=== TEXTO PROPORCIONADO ===
La tercera encrucijada (telegrama de arte público).
A estas alturas, la cuestión del arte público arrastra, desde las últimas décadas, una enorme colección de debates con distinto tino y de diversa fortuna. Quizás sea por esta larga tradición que, a medida que se acumulan nuevos aportes, estos deban adentrarse en los matices más incómodos del asunto. En el interior de este proceso – como sucede con cualquier otro tema – es fácil que se produzca una atomización del problema que acabe por instalarlo en sus anécdotas. En otras palabras, aún siendo necesario madurar el debate, este no puede caer en un pozo sin boca, olvidando el plano en el que se origina su propia razón de ser. Con el objetivo de paliar esta posible deriva, vamos a intentar con estas notas reconocer la encrucijada en la que se hallan hoy las prácticas artísticas en el espacio público en función de sus anteriores derroteros y, mucho más importante, en función de sus relaciones con el espacio social.
En la definición más habitual del arte público se han distinguido, de forma sucesiva, dos encrucijadas. Sin embargo, como trataremos de resumir, ambas resultaron escasas para dar cuenta del objetivo último al que deben apuntar este tipo de prácticas. La primera demarcación, un tanto obvia, se establecía entre dos alternativas posibles. De un lado, la tradicional noción del arte público derivado de la escultura pública y la lógica monumental y ,del otro, la necesaria superación de esa banal utilización del arte para una museización de la ciudad, mediante la apuesta por unas prácticas de reconquista del espacio público y de rescate de la misma esfera pública como territorio para la cultura crítica. Es indudable que esta primera disyuntiva se resolvió, sin que ello conlleve ninguna paradoja, con el doble triunfo de ambas alternativas. Mientras la convencional lógica del monumento se ha mantenido como un género perfectamente arraigado para la mayoría de las políticas públicas ordinarias; a su vez, la defensa de unas prácticas de arte público comprometidas con la definición participativa del espacio social, se han impuesto claramente en el seno de la teoría del arte y de la promoción de eventos culturales.
La apuesta por la reconquista del espacio público se adueñó de los debates teóricos gracias a sus innegables bondades. En oposición a la disciplina de lo monumental con las narrativas hegemónicas, las prácticas artísticas que se oponían a esa tradición abogaban por idear mecanismos para que los agentes sociales resolvieran sus propios mecanismos de representación, exploraron el negativo silenciado de la memoria y promovieron intervenciones más preocupadas por la creación de valor de uso que por la simple producción de objetos materiales. Sin embargo, todo este equipaje de compromisos muy pronto exigió matizar las teorías y pulir las herramientas adecuadas en función de la prioridad de los objetivos para cada actuación, de manera que, resuelto el debate frente a la tradición monumental, la primera encrucijada quedó atrás a la espera de una introspección más afinada.
=== DATOS MOSTRADOS ===
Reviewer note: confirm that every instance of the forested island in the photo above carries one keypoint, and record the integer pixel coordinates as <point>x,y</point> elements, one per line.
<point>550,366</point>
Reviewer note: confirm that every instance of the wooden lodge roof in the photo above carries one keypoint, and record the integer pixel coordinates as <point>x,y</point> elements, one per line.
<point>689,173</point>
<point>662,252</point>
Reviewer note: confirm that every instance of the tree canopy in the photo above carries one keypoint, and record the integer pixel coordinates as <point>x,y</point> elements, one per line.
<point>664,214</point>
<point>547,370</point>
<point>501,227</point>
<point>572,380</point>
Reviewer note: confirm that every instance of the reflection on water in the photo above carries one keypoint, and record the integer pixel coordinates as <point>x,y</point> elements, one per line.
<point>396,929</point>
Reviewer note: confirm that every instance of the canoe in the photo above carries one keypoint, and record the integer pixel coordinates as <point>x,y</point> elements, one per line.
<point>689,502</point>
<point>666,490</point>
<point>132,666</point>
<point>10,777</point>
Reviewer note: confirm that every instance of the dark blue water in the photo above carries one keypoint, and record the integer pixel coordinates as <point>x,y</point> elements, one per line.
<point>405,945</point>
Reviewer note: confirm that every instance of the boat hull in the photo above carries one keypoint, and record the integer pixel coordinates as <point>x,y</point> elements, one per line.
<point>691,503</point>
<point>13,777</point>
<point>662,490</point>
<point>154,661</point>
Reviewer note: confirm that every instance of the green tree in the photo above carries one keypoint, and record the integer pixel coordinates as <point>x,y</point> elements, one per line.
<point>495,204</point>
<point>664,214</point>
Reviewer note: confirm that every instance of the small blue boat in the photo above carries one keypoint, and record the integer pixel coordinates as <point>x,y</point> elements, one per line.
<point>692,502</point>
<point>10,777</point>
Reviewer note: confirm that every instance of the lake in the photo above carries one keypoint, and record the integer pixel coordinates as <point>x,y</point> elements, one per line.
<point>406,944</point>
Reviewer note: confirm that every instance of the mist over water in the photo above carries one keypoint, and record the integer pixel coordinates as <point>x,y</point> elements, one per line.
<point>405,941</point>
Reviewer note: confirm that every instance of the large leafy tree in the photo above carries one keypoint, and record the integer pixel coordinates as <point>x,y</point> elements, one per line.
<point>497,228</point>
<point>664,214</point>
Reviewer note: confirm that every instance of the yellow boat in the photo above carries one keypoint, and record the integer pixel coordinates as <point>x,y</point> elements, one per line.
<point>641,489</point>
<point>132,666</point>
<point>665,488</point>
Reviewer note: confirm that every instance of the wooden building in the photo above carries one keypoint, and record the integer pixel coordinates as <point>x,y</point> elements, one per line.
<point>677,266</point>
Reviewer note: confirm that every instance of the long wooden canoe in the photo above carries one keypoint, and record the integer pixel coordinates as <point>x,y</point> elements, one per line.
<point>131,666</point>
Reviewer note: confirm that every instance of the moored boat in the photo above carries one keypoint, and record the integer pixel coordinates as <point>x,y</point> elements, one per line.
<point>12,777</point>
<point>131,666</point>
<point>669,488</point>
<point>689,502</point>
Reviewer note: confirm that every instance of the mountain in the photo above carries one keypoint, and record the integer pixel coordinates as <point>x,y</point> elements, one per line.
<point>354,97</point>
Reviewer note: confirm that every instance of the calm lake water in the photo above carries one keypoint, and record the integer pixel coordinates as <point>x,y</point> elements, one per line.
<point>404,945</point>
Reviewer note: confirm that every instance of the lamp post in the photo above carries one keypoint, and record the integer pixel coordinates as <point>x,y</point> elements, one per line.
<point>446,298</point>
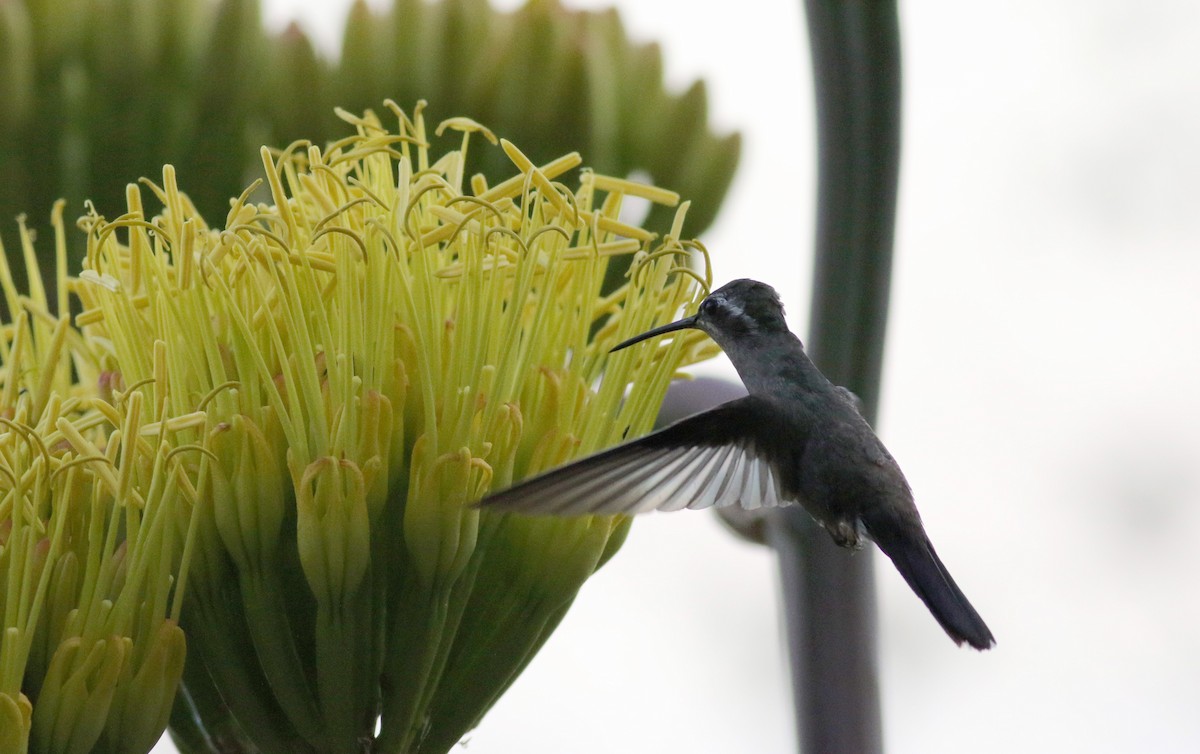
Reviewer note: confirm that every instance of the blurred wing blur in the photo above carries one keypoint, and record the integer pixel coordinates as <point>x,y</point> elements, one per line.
<point>709,460</point>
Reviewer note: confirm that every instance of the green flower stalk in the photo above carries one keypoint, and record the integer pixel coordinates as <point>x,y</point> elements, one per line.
<point>94,93</point>
<point>355,363</point>
<point>94,512</point>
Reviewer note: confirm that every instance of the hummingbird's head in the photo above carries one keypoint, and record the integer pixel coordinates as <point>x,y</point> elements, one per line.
<point>741,309</point>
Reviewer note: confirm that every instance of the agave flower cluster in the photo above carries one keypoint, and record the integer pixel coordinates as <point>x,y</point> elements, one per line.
<point>267,438</point>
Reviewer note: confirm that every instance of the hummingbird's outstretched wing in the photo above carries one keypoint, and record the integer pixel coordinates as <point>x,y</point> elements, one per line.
<point>707,460</point>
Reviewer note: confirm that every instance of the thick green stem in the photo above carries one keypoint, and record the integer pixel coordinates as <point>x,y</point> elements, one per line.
<point>829,592</point>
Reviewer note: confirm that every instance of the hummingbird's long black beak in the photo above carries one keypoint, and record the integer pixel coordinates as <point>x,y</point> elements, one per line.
<point>682,324</point>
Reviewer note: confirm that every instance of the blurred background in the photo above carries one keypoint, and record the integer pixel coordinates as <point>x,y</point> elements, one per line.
<point>1039,393</point>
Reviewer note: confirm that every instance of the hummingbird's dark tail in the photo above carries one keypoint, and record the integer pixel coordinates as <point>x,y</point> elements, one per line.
<point>917,561</point>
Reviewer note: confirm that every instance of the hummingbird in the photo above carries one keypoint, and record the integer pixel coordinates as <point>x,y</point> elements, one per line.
<point>796,438</point>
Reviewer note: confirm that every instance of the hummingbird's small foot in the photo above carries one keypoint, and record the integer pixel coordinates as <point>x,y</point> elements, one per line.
<point>844,533</point>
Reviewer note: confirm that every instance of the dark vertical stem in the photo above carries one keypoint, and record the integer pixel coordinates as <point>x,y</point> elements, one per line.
<point>829,592</point>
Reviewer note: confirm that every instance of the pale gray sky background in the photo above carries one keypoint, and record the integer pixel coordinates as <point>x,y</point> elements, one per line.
<point>1039,392</point>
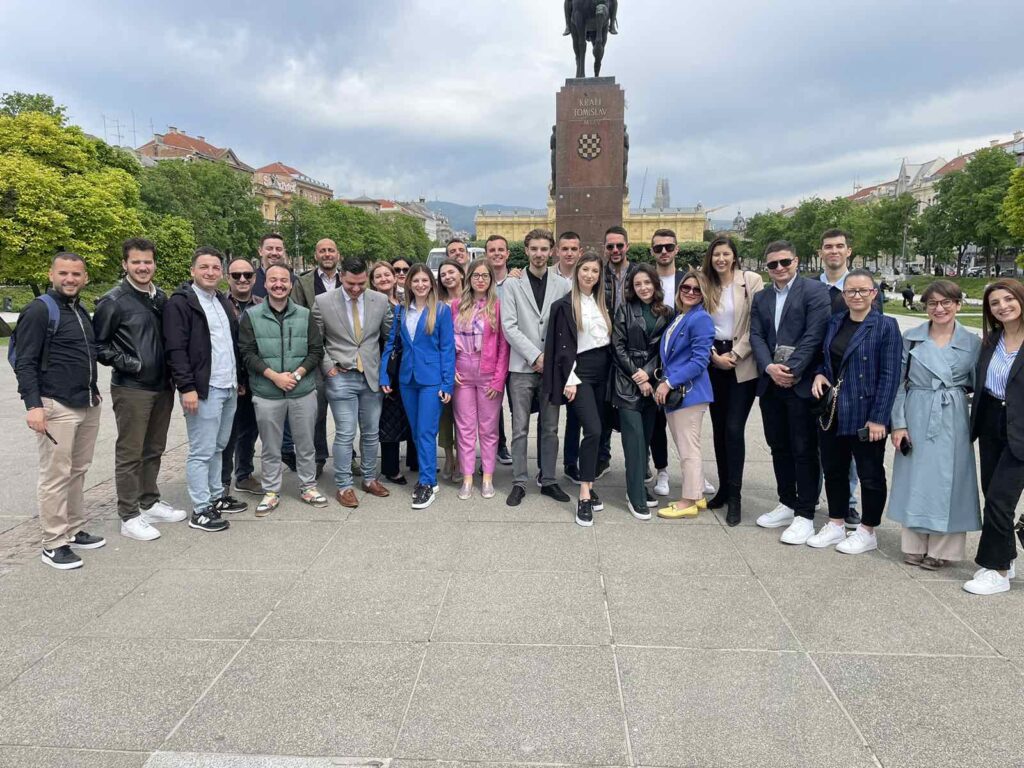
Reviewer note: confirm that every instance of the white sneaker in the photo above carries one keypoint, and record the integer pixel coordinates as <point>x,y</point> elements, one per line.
<point>778,517</point>
<point>163,512</point>
<point>827,536</point>
<point>662,485</point>
<point>139,529</point>
<point>1012,573</point>
<point>799,531</point>
<point>987,582</point>
<point>858,542</point>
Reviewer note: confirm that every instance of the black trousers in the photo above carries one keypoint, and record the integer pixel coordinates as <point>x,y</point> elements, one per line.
<point>792,433</point>
<point>589,407</point>
<point>837,453</point>
<point>1001,483</point>
<point>729,412</point>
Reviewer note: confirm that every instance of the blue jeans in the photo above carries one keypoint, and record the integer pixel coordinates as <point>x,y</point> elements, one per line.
<point>209,430</point>
<point>353,402</point>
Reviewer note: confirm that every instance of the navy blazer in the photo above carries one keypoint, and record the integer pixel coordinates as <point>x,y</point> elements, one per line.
<point>685,354</point>
<point>803,325</point>
<point>871,371</point>
<point>427,360</point>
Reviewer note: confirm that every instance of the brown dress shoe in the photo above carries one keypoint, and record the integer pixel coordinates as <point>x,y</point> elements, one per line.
<point>375,487</point>
<point>347,498</point>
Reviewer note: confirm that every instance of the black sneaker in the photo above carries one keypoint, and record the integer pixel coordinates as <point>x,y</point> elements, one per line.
<point>423,497</point>
<point>553,492</point>
<point>515,498</point>
<point>208,519</point>
<point>61,558</point>
<point>585,513</point>
<point>86,541</point>
<point>229,504</point>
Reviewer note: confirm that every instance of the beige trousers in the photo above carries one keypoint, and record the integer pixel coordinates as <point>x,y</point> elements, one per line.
<point>685,427</point>
<point>62,468</point>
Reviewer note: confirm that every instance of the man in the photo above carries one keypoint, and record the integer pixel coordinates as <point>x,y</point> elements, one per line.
<point>238,454</point>
<point>281,348</point>
<point>524,320</point>
<point>129,331</point>
<point>664,248</point>
<point>201,340</point>
<point>353,323</point>
<point>55,366</point>
<point>787,325</point>
<point>271,251</point>
<point>318,281</point>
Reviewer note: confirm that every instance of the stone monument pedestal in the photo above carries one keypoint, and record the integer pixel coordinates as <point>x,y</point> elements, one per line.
===
▶ **TAREA SOLICITADA**: Reescribe en forma de lista el párrafo del texto sobre arte público que comienza con «La apuesta por la reconquista», conservando sus datos principales.

▶ **RESPUESTA ESPERADA**:
- La apuesta por la reconquista del espacio público dominó los debates teóricos por sus innegables bondades.
- Frente a la disciplina de lo monumental y sus narrativas hegemónicas, esas prácticas artísticas:
  - idearon mecanismos para que los agentes sociales resolvieran su propia representación;
  - exploraron el negativo silenciado de la memoria;
  - promovieron intervenciones centradas en crear valor de uso más que en producir objetos materiales.
- Esos compromisos pronto exigieron matizar las teorías y pulir las herramientas según la prioridad de los objetivos de cada actuación.
- Resuelto el debate frente a la tradición monumental, la primera encrucijada quedó atrás a la espera de una introspección más afinada.